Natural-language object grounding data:
··········
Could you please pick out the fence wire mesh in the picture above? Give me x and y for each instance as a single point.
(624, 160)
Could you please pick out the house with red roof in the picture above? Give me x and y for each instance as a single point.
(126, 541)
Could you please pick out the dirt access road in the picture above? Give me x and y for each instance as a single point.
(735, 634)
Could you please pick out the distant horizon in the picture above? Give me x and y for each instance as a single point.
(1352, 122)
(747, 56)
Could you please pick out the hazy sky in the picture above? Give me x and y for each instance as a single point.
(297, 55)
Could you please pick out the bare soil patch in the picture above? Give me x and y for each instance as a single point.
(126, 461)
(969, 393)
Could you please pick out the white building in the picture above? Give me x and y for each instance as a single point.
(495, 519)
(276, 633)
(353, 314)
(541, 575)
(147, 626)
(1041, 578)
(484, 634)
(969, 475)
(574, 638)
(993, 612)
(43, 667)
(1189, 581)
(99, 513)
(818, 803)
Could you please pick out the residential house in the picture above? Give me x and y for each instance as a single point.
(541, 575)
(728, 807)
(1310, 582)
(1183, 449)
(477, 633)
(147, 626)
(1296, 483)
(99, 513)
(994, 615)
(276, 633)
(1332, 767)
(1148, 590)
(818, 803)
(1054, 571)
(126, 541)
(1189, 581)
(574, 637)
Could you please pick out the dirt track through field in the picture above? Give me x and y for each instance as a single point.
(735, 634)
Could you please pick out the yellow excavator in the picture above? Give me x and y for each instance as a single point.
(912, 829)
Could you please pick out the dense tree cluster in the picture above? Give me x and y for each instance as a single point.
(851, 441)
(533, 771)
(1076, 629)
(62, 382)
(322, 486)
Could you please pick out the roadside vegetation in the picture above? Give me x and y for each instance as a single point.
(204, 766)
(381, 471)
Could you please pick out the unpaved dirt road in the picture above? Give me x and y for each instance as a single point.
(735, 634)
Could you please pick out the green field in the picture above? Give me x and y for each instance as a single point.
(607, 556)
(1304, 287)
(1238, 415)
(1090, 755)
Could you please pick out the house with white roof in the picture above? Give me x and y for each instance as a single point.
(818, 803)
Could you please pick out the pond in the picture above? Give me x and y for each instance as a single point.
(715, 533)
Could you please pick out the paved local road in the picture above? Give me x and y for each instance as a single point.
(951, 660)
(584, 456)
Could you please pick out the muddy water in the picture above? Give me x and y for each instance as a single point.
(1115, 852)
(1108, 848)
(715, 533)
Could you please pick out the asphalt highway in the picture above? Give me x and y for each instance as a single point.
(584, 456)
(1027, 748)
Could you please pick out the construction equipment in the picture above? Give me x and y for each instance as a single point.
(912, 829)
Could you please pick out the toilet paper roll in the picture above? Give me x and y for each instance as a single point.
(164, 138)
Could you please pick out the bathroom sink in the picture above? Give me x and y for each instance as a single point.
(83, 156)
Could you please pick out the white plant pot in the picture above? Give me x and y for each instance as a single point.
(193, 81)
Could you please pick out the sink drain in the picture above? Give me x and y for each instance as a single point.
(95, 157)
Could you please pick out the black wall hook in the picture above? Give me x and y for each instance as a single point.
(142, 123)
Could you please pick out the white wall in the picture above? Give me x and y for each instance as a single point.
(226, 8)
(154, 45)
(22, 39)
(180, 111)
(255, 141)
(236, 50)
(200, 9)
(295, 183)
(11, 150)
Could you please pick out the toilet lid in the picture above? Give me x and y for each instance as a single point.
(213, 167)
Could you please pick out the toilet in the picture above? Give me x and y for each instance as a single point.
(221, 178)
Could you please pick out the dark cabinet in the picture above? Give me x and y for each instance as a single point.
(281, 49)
··········
• Exercise description: Each line of the data must be written out exactly as it appears.

• Response below:
Could you please pick out the fence wire mesh in the picture above? Give me x and y for each instance as a single point.
(624, 160)
Could you please pick out the house with red roof in the picture above? Give me x and y for each instance as a single point.
(126, 541)
Could you please pick out the dirt access road in the picture above? Give me x and y for each instance as a single point.
(735, 634)
Could you please pick out the distant horizon in the picture above? Give me x and y for each instance as a single point.
(1352, 122)
(747, 56)
Could you please pick out the hazy sky in the picture above? Give me x and y for each instance as a single point.
(297, 55)
Could you please pick out the bare soil patch in the picture above? Give me x and y for each instance as a single point.
(126, 461)
(969, 393)
Could you please pick out the white building in the picture above? Give me x and y for each instance as a single point.
(495, 519)
(276, 633)
(353, 314)
(541, 575)
(147, 626)
(1041, 578)
(484, 634)
(969, 475)
(574, 638)
(993, 612)
(43, 667)
(1189, 581)
(99, 513)
(818, 803)
Could you please pick out the residential house in the picture above? Give me x and y for each instance as a single point.
(541, 575)
(728, 807)
(1310, 582)
(1183, 449)
(477, 633)
(147, 626)
(1296, 483)
(99, 513)
(994, 615)
(276, 633)
(1332, 767)
(1148, 590)
(818, 803)
(1054, 571)
(126, 541)
(1189, 581)
(574, 637)
Could you please pick out the dirt track through field in the picture above? Give me x and y for each instance as a single point.
(735, 634)
Could you please pick out the yellow excavator in the picture above? Give me x and y for each instance as a single point.
(912, 829)
Could you please pick out the dense tree cluster in the picture above? Give me x and y for each instance as a single point.
(851, 441)
(533, 771)
(1076, 629)
(62, 382)
(322, 486)
Could you please pick out the roadside vegetation in the picture above? Give me x and y for each instance as a single point.
(204, 766)
(381, 471)
Could you please pick out the unpaved dirt road in the picture above? Give me x and y for each instance as a single point.
(735, 634)
Could you please pick out the green field in the picture above? Give me x and y for each instance as a single point.
(607, 556)
(1304, 287)
(1238, 415)
(1090, 755)
Could you please pick out the house with white roof in the picture above? Give me x and y for each instance as a single point.
(818, 803)
Could you please pick out the pond in the picture above? Give me x and y for each instance as a single point.
(715, 533)
Could you please pick out the paved local road in the picture above? Give me x and y for each instance as a single point.
(951, 660)
(584, 456)
Could you please pick out the muddy water in the picture above? Give me x and y for each instance as a single point.
(1115, 852)
(1108, 848)
(715, 533)
Could you please pick out the asphalt highway in the picture above? Give me x and y for each instance as a single point.
(584, 456)
(1027, 748)
Could you please pick out the construction equipment in the picture above? Give me x and y for each instance as a single point.
(912, 829)
Could you please pick out the toilet paper roll in the picture above? Give me x and y for each instance as a single point.
(164, 138)
Could you please pick out the bathroom sink in the picture above? Give me x and y for each instance as a single point.
(83, 156)
Could you please pick out the white plant pot in the picture above? Give me x and y for each instance as a single point.
(193, 81)
Could you please pick out the sink drain in the picture above? Give me x and y for each instance as a single point.
(95, 157)
Could you please pick out the black wall hook in the picture above? Give me x and y for each instance as a single point.
(142, 123)
Could you please pick out the white wall in the picture above? Give me x and y for each instance as a single point.
(226, 8)
(154, 45)
(22, 39)
(180, 111)
(255, 141)
(236, 50)
(200, 9)
(295, 183)
(11, 150)
Could you please pick out the toilet lid in the picture above? Give me x and y for each instance as a single point.
(213, 167)
Could you please pick out the toilet in the picture above? Give me x and y for each instance as a single point.
(221, 178)
Could you please pick out the dark cabinet in the picture above? Give me x and y for each instance as a single point.
(281, 49)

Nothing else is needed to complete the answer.